> _Exercise goal_: So that the copy matches the original, write out every entry exactly.

[Information supplied — start]

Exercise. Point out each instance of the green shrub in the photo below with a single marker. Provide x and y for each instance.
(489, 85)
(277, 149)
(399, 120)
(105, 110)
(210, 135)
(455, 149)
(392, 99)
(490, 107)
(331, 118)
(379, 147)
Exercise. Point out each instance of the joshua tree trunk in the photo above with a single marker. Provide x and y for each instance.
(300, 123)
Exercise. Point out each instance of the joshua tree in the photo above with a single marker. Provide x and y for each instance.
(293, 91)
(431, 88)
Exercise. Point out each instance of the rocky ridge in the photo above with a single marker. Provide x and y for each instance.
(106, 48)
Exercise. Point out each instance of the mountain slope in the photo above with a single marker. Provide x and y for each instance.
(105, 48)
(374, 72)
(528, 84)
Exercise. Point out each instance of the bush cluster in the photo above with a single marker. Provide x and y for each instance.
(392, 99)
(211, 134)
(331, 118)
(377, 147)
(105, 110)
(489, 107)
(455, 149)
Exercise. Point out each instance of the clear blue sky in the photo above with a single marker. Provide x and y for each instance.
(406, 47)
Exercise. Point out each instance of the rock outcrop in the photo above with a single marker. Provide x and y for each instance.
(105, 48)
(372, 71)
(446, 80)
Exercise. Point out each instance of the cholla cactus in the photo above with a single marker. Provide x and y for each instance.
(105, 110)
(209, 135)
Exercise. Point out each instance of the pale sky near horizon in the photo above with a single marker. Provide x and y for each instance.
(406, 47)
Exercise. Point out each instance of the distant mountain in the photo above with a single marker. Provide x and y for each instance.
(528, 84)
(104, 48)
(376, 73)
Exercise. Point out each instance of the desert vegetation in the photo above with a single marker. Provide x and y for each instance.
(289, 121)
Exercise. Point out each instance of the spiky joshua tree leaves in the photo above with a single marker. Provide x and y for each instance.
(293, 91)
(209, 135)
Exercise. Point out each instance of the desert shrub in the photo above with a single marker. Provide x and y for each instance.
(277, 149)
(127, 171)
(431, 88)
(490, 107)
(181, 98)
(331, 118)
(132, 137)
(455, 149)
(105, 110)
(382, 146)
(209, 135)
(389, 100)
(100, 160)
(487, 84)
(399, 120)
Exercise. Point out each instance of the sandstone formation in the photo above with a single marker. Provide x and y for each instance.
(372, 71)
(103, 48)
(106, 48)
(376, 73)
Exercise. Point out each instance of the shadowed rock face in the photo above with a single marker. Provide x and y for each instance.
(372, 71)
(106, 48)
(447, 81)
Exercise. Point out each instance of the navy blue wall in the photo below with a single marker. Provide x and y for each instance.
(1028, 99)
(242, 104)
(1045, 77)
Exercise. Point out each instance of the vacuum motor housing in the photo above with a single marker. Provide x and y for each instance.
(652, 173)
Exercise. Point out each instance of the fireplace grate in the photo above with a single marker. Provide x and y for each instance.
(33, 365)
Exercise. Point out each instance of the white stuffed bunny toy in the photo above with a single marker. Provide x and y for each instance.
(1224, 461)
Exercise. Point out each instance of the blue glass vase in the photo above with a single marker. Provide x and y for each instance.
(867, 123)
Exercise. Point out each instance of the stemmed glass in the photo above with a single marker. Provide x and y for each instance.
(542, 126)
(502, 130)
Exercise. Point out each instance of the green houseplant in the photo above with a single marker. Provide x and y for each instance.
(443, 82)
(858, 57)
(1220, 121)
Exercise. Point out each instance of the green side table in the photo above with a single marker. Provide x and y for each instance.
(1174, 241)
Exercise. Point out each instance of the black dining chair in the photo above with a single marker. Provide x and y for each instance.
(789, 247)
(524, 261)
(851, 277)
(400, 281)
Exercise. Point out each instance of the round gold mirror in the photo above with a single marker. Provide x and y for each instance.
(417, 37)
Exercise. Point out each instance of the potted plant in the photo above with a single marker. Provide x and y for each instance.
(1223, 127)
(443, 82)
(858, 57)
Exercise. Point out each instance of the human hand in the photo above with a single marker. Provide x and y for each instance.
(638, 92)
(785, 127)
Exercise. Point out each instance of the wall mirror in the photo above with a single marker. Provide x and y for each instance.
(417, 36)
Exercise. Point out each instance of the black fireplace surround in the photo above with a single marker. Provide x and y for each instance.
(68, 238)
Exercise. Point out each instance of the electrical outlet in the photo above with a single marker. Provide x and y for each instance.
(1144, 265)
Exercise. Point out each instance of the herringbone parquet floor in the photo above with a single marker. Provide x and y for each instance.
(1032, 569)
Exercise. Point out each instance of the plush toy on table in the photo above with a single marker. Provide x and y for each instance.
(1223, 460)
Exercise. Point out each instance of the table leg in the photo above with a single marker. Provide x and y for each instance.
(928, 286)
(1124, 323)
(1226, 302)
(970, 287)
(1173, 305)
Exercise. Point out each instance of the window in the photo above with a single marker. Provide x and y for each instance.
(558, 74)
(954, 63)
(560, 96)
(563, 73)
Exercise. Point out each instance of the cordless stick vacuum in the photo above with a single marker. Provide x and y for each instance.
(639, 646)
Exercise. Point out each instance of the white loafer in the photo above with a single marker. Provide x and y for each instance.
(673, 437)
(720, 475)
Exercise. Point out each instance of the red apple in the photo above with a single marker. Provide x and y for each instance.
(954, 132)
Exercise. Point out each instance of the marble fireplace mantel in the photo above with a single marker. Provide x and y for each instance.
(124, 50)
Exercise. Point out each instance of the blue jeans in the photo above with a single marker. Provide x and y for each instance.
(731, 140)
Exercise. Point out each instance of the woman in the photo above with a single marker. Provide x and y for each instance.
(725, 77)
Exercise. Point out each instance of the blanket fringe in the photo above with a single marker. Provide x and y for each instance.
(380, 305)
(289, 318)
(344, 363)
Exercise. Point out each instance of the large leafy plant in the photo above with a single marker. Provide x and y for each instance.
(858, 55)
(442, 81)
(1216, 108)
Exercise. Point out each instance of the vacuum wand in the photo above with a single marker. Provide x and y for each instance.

[Information supplied — finish]

> _Answer section_:
Exercise. Point out each instance of the green shrub in the photo below with a single marker. Provide x and y for each instance.
(489, 85)
(277, 149)
(399, 120)
(105, 110)
(210, 135)
(455, 149)
(392, 99)
(490, 107)
(331, 118)
(379, 147)
Exercise. Point out each instance of the joshua tree trunk in the photo above with a single marker. Provide x and y for each instance.
(300, 123)
Exercise. Point out each instance of the joshua tree in the photo above with a single marker. Provide x and y for each instance.
(293, 91)
(431, 88)
Exercise. Point out each instance of the rocky ridge in the photo above with a single marker. Provide x and y for each instance.
(106, 48)
Exercise. Point out each instance of the mountain slope in the photo above with a single marker. Provide x and y for each instance.
(105, 48)
(374, 72)
(528, 84)
Exercise. Point out each instance of the bush cluster in the photo above with a single marker. Provide x and y for each instance.
(392, 99)
(211, 134)
(331, 118)
(377, 147)
(105, 110)
(489, 107)
(455, 149)
Exercise. Point out each instance of the clear blue sky in the photo above with a single marker. Provide x and y for each instance.
(406, 47)
Exercise. Point out each instance of the rock outcrop in the photo above with a single marker. Provide x and y for each instance.
(105, 48)
(372, 71)
(446, 80)
Exercise. Point out each instance of the cholla cactus in the photo above with a single marker. Provide x and y for each instance.
(105, 110)
(209, 135)
Exercise. Point out each instance of the pale sky near horizon in the photo above with a single marker. Provide x and y for each instance.
(406, 47)
Exercise. Point out each instance of the distant mountain in the photo above with a single marker. Provide x and y for each instance.
(528, 84)
(104, 48)
(376, 73)
Exercise. Point out each instance of the desert vegetation in the photo above with a single marker. Provide x and y for each instance.
(289, 121)
Exercise. Point out each instance of the spiky joshua tree leaves in the photo above with a single marker. Provide x and y for each instance.
(293, 91)
(209, 135)
Exercise. Point out each instance of the desert shrub in the photo above with a single marker. Provide x and y for each instance.
(277, 149)
(127, 171)
(431, 88)
(490, 107)
(181, 98)
(331, 118)
(132, 137)
(455, 149)
(105, 110)
(382, 146)
(209, 135)
(389, 100)
(100, 160)
(487, 84)
(399, 120)
Exercise. Point out each instance of the sandstone formation in the photo above with a single marker. Provide x and y for each instance.
(372, 71)
(103, 48)
(106, 48)
(376, 73)
Exercise. Point out each instance of the shadowed rock face in the photo above with a single marker. Provide x and y for each instance.
(372, 71)
(106, 48)
(447, 81)
Exercise. Point out each instance of the navy blue wall in the photo below with a single marker. Provide x and y for each instance.
(1028, 99)
(242, 104)
(1045, 77)
Exercise. Point out each instance of the vacuum motor housing in the photo above with a single marker. Provide x and y for each instance.
(652, 173)
Exercise. Point out each instance of the fireplace grate in the photo above with a single marker. Provide x and y for each instance.
(33, 365)
Exercise. Point out each instance of the white stuffed bunny toy in the photo above with a single marker. Provide x and y for each instance.
(1224, 461)
Exercise. Point out each instance of the blue glass vase in the photo above with a single marker. Provide x and y for each instance.
(867, 123)
Exercise. Point out each instance of the stemmed glass in the photo above with a single marker. Provide x and y for each instance.
(542, 126)
(502, 130)
Exercise. Point out each instance of the green houseplant in the photo above with a single marker. Provide x and y for each instance.
(443, 82)
(858, 57)
(1220, 121)
Exercise. Point out each instance of the green side table in the photo above with a single marker. Provide x and y for each instance.
(1174, 241)
Exercise. Point out each instance of the black dining chair in the photo above with a single marker. Provide x and y for each instance.
(789, 247)
(524, 261)
(851, 277)
(400, 281)
Exercise. Point out each instance of the round gold mirror in the photo above with a single marker. Provide x and y for each instance.
(417, 37)
Exercise. Point out each instance of the potted plant in the photo above with a single marker. Provide x and y for each instance.
(1223, 127)
(443, 82)
(858, 57)
Exercise. Point out each instance of the human hand in the photo above with a single marker. Provide x and y for each instance.
(638, 92)
(785, 127)
Exercise. Point out each instance of the wall mirror in the photo above with a single marker. Provide x and y for each instance.
(417, 36)
Exercise. Point out each instance of the black fireplace surround in the photo above with a single marker. Provide x and y for each instance.
(68, 238)
Exercise. Point out each instance of the electrical outlet in the photo above with a single marker. Provide x and y for each instance.
(1144, 265)
Exercise. Point out each instance of the herringbone parquet floor in the photo above with a single marker. Provide x and y for each instance.
(1032, 569)
Exercise. Point out each instance of the plush toy on table in the photo above with a single marker. Provide x and y for each instance.
(1223, 460)
Exercise. Point out each instance of the table leg in the photo above with a single marker. Provide x and y for each instance.
(928, 286)
(1124, 323)
(1226, 302)
(970, 287)
(1173, 305)
Exercise. Point out each instance of the window in the photo above with a single marker. Provide x and y for each instance.
(558, 74)
(954, 63)
(560, 96)
(563, 73)
Exercise. Point out each instance of the cordless stick vacuum in the photo above with a single marker. Provide x and y for each instance.
(639, 646)
Exercise. Point out each instance of the white loafer in the photo above with a single marker. Provide x and y for each instance.
(673, 437)
(720, 475)
Exercise. Point out each instance of the red apple in the photo above with a single marker. Provide x and y for each instance.
(954, 132)
Exercise. Point out each instance of the marble fireplace mantel in the photo above with a single marker. Provide x and y for each instance.
(124, 50)
Exercise. Point out each instance of the blue jeans in the photo above with a single marker. Provide x and y for each instance.
(731, 140)
Exercise. Point out each instance of the woman in the photo above with a single marker. Provide x and y for each instance.
(725, 77)
Exercise. Point out each instance of the blanket fringe in the photo above with a single marker. Provide x and y for each instance.
(380, 305)
(289, 318)
(344, 363)
Exercise. Point out each instance of the large leafy plant in the photo above with a single marker. Provide x and y for each instance.
(858, 55)
(442, 81)
(1216, 108)
Exercise. Point out each instance of the vacuum wand in the photo above with a single marker. Provide x and y for each instance.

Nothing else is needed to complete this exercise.